> [What this task involves]: Return the part of the forum thread about line distance from the CO, word for word, starting at "I'm curious to" and ending at "strategies or opinions.".

──────── Selected passage

What can my line handle technically at 3,732 ft from CO

What can my line handle technically at 3,732 ft from CO

I am on the profile 12/1.5, I am 3,732 ft from the CO. I was wondering at this distance what speeds can a line support ?

Message 1 of 24
Employee

Re: What can my line handle technically at 3,732 ft from CO

I'm curious to know how you know that exact distance from the CO?  That's the kind of thing a nerd like me would love to know in my case.  That statistic should actually be referring to the length of the line from the CO to your NID, not the physical distance between those two.

Employee Contributor*
*I am an AT&T employee and the postings on this site are my own and don't necessarily represent AT&T's position, strategies or opinions.
Message 2 of 24

Re: What can my line handle technically at 3,732 ft from CO

I actually called technical support and asked what my distance from the CO to my NID was and they said the approximate distance was 3,732, this was after they removed a bridge tap that was adding 2,226 feet to my line, yesterday before the bridge tap was removed my line was actually 6,000 ft from the CO, so the bridge tap actually made a great improvement.. They also said some customers in my area were farther than that, some are at10,000 ft but still get U-Verse Internet. The other problem I had called in about was FEC Errors on my line which they said was caused by interference, so they provided me a battery backup for my modem which is a Motorola NVG510 and since then I have had excellent line states. They said that the battery backup conditions the line and eliminates the errors. They also said that anyone with the Motorola NVG510 is suppose to get a battery backup usually...

────────────────
──────── Data rows

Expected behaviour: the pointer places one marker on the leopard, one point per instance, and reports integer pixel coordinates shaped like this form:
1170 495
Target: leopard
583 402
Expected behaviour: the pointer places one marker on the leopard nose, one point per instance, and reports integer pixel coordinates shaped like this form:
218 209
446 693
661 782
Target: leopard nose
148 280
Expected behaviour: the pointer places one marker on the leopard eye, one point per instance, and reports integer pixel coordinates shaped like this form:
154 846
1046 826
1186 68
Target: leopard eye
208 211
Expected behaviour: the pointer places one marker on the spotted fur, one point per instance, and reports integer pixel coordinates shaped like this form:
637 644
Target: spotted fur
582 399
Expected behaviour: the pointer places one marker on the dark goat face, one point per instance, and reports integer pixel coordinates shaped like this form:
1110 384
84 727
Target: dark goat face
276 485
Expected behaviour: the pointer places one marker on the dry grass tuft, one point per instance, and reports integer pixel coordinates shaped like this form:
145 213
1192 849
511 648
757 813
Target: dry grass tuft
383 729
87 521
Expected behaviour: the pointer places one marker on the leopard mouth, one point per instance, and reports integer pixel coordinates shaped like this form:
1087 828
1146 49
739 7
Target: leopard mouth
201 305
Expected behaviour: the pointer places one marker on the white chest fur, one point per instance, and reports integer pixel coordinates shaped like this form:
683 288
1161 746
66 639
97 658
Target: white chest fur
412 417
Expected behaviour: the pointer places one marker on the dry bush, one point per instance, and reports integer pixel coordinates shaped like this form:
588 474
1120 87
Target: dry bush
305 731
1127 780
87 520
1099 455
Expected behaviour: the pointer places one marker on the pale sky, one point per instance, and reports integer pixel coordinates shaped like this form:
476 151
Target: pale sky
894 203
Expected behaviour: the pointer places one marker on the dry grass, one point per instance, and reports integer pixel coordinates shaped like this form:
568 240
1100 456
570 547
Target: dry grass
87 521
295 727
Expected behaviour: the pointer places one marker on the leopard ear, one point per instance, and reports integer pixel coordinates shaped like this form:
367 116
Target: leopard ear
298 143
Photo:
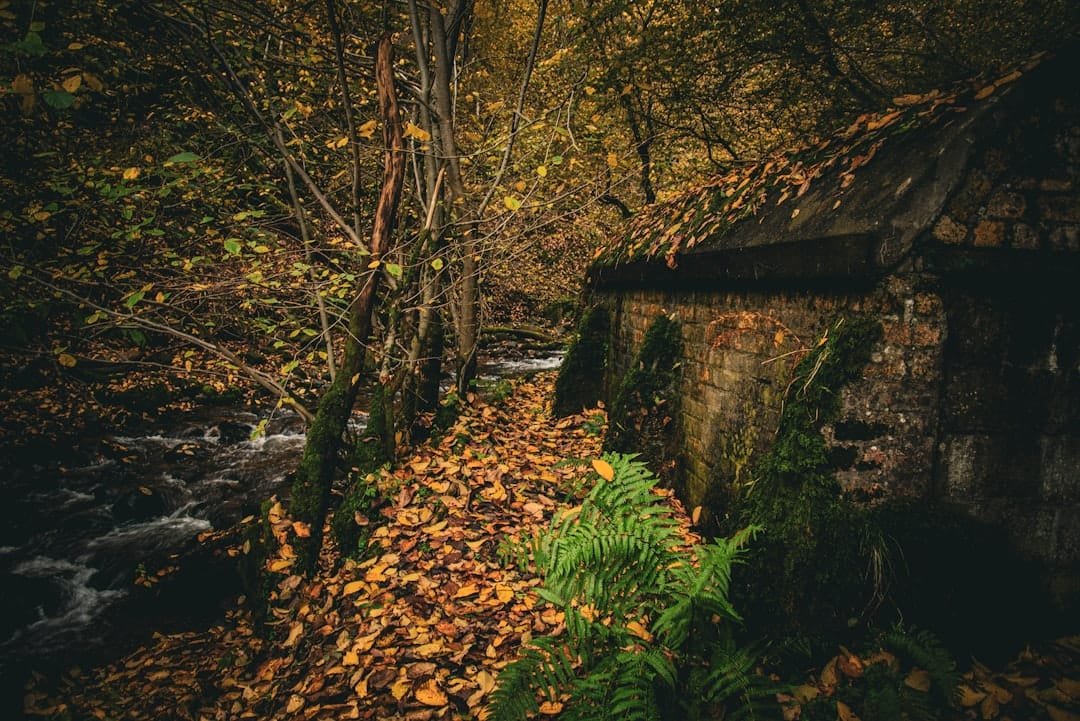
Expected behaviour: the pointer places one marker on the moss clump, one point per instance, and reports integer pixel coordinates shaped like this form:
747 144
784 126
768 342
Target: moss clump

────────────────

> [Complete output]:
I'm curious to know how you know that exact distance from the CO?  That's the kind of thing a nerd like me would love to know in my case.  That statistic should actually be referring to the length of the line from the CO to your NID, not the physical distance between those two.

Employee Contributor*
*I am an AT&T employee and the postings on this site are my own and don't necessarily represent AT&T's position, strategies or opinions.